| Document passage |
Fig.1: The knowledge of the even-even stable and neutron-rich nuclei in the N=20-28, Z<20 region till late 1995. The magic and semi-magic nuclei are marked by lines.
2. Experiment
The experiment was performed in late 1995 at GSI by the
CB-
LAND-
FRS-Collaboration from GSI,
Darmstadt and
MPI-K,
Heidelberg.
After the fragmentation reaction of 50Ti on 9Be at 330 AMeV,
about 50 nuclear species (in which more than 30 were beta-unstable neutron-rich isotopes)
with Z = 4-20, A/Z around 2.1-2.5 and
energies in the range of 210-280 AMeV (v/c about 0.58-0.64) were selected simultaneously by
the FRagment Separator FRS at GSI, Darmstadt.
This secondary RIB which was transferred to the target area had
an intensity of around 10^4 pps (particles per second) for the full composition of nuclear
species i.e. on the average about 200 pps for each nuclear species.
Secondary peripheral reactions of the RIB with a 0.94 g/cm^2 Pb and a 0.54 g/cm^2 C target
were employed to populate the excited states.
The mass number A1 of each nuclear species in the RIB was identified by time of flight;
A2 after the secondary reactions was obtained by the dE-Brho-TOF method employing the dipole
magnet ALADIN;
the charge numbers Z1 and Z2 were determined by two dE counters.
Two experimental particularities are related to the high beam energy. An average Doppler broadening of 15% is expected for in-beam gamma-spectra detected by a common gamma-detector with an opening angle of 18 degrees (fig.2); the cross section of atomic background is at least three orders of magnitude larger than typical Coulomb excitation cross sections (fig.3). The Darmstadt-Heidelberg Crystal Ball (CB) consisting of 162 individual NaI crystals with an intrinsic energy resolution of 8% is therefore well suited; moreover, its 4pi solid angle and large full energy efficiency (70% at 1.3 MeV) compensate for the low beam intensity. To suppress atomic background, a 2 mm thick Pb tube was installed between the CB and the secondary target which was placed at the center of the CB, and a threshold of 500 keV was set to the CB trigger. In addition, the scattering angle theta was measured in order to suppress those events being composed of only atomic background and distributing at theta around 0 degree. Another goal to measure theta is to try to distinguish Coulomb and nuclear excitation which dominate at different impact parameter regions.

| Exercise task a |
Extract every line of the records that contains the string "door".
The experiment description and the records are separate material.

| Provided records |

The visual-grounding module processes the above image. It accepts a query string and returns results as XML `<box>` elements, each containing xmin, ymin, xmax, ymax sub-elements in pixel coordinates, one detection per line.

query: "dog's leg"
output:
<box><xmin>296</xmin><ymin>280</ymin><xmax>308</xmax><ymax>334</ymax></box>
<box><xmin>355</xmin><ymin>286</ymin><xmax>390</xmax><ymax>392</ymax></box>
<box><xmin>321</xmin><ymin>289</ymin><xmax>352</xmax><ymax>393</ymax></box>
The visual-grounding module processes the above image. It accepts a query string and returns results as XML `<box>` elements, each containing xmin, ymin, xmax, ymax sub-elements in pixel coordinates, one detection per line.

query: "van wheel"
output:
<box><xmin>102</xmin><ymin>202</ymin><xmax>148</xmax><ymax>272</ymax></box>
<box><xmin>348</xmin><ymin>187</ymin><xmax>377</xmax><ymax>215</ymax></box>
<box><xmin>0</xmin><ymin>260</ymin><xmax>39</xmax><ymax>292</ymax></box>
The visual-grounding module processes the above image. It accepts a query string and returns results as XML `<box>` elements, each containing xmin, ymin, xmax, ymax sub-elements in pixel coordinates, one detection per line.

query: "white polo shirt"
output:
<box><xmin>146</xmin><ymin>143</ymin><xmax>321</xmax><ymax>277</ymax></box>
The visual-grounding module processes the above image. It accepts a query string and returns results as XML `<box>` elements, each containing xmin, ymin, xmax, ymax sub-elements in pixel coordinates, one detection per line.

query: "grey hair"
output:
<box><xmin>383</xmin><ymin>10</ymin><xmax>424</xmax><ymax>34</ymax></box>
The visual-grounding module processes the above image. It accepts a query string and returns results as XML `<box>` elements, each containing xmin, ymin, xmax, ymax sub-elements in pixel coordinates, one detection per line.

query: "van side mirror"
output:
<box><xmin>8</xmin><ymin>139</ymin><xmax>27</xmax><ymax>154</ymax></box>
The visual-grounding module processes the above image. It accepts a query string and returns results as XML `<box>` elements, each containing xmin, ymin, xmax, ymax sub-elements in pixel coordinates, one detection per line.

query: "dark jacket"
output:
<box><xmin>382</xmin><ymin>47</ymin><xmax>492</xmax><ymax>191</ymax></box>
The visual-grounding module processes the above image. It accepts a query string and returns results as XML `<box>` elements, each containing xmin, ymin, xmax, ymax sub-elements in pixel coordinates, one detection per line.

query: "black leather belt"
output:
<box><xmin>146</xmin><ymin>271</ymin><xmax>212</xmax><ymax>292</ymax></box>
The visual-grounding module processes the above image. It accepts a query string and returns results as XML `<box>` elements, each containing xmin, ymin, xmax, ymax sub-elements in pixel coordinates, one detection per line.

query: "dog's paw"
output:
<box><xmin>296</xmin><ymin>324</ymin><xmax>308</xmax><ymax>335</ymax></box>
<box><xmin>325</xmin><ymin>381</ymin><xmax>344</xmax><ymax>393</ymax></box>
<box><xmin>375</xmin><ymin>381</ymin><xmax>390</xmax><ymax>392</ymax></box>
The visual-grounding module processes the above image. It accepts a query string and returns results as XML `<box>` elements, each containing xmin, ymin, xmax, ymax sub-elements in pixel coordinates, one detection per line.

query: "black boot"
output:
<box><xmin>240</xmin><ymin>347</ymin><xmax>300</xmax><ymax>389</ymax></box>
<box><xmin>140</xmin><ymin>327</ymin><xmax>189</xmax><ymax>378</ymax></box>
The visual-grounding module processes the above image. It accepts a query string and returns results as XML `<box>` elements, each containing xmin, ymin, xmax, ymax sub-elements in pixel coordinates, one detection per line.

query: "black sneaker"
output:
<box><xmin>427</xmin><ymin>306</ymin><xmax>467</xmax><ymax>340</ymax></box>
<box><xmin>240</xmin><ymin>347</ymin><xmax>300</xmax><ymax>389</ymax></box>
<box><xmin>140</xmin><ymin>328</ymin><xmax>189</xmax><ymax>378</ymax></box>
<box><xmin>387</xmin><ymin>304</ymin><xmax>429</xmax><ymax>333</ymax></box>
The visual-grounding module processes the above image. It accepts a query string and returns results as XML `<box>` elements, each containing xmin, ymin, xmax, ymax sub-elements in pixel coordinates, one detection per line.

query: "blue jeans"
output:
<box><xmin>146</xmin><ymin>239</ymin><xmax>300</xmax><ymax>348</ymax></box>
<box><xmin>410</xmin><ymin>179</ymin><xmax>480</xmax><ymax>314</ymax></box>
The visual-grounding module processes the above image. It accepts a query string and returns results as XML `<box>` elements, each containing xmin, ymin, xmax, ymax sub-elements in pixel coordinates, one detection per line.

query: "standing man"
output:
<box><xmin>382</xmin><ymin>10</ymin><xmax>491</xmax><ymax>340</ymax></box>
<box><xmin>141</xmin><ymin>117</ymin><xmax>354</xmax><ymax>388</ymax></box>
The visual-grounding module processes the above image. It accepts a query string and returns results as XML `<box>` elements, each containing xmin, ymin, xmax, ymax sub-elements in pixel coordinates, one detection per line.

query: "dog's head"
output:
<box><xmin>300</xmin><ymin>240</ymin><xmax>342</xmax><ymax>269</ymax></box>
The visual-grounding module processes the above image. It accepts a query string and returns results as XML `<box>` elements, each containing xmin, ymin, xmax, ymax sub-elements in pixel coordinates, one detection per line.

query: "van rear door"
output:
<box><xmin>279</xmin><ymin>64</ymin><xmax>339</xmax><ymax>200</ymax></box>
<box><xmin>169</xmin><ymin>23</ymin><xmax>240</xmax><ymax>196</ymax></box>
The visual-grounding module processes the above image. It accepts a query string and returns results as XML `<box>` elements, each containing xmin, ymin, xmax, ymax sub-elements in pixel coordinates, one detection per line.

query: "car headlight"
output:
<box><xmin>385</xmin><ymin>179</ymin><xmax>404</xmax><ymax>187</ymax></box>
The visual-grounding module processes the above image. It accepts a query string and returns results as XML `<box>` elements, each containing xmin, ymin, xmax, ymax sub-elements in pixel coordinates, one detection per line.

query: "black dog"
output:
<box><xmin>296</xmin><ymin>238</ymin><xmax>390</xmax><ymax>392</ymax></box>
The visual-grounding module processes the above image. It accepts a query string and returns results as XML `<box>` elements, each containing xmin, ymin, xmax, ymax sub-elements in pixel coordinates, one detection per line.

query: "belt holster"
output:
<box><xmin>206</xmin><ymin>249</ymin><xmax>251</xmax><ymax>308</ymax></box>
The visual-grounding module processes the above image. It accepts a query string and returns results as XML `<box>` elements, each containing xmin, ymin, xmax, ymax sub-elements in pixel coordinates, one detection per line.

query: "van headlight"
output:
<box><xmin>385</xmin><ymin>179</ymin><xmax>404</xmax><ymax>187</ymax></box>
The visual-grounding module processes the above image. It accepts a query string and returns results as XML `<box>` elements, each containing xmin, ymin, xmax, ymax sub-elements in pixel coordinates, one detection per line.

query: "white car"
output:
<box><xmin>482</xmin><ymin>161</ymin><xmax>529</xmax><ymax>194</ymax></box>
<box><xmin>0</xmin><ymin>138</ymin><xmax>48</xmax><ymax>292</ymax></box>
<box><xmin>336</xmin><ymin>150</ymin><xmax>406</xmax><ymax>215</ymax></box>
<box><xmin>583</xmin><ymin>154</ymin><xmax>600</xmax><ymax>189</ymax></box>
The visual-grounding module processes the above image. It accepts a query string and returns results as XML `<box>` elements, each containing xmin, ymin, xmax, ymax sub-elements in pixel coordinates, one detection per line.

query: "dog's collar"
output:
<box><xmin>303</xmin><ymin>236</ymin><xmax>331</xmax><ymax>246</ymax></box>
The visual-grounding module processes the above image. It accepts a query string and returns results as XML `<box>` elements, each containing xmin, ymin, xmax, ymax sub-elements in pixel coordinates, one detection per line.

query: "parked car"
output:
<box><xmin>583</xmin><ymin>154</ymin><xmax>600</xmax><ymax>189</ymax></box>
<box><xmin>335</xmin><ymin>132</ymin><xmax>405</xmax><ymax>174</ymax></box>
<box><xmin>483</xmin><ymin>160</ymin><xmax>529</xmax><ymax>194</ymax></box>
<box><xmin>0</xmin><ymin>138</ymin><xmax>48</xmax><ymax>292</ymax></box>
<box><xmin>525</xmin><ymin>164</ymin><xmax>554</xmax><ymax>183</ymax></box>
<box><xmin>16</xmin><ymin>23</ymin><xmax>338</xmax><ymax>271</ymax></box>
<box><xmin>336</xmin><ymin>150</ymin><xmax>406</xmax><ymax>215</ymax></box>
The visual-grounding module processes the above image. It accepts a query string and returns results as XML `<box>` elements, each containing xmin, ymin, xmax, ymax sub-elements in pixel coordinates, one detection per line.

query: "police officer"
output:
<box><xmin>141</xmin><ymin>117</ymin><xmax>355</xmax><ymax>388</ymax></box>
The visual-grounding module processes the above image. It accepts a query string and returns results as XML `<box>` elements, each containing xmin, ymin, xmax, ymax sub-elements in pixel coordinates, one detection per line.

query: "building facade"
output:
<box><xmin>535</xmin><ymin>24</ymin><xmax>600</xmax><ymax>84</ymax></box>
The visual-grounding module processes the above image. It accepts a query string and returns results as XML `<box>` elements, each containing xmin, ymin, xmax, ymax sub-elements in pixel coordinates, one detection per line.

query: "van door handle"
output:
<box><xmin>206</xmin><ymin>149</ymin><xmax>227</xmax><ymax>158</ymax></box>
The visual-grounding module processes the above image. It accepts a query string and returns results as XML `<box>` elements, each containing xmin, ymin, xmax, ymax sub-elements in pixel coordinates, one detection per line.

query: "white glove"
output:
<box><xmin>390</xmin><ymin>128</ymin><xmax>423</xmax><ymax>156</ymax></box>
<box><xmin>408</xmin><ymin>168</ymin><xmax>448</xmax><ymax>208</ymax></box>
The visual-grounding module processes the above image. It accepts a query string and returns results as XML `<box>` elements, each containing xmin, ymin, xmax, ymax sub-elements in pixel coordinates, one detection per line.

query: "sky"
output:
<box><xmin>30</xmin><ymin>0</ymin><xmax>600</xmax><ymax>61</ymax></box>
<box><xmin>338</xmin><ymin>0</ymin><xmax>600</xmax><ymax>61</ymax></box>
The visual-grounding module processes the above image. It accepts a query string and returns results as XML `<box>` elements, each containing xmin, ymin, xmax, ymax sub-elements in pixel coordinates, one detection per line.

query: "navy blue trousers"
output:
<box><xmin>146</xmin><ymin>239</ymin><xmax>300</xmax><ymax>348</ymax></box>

| Exercise task b |
For each statement, say yes or no as to whether it agrees with the experiment description, and quote the deciding words: (i) The fragmentation reaction used 50Ti on 9Be at 330 AMeV. (ii) The Crystal Ball is made up of 200 NaI crystals. (iii) The CB trigger had a threshold of 500 keV.

| Task output a |
query: "van rear door"
query: "van door handle"

| Task output b |
(i) Yes: "After the fragmentation reaction of 50Ti on 9Be at 330 AMeV"
(ii) No: "consisting of 162 individual NaI crystals"
(iii) Yes: "a threshold of 500 keV was set to the CB trigger"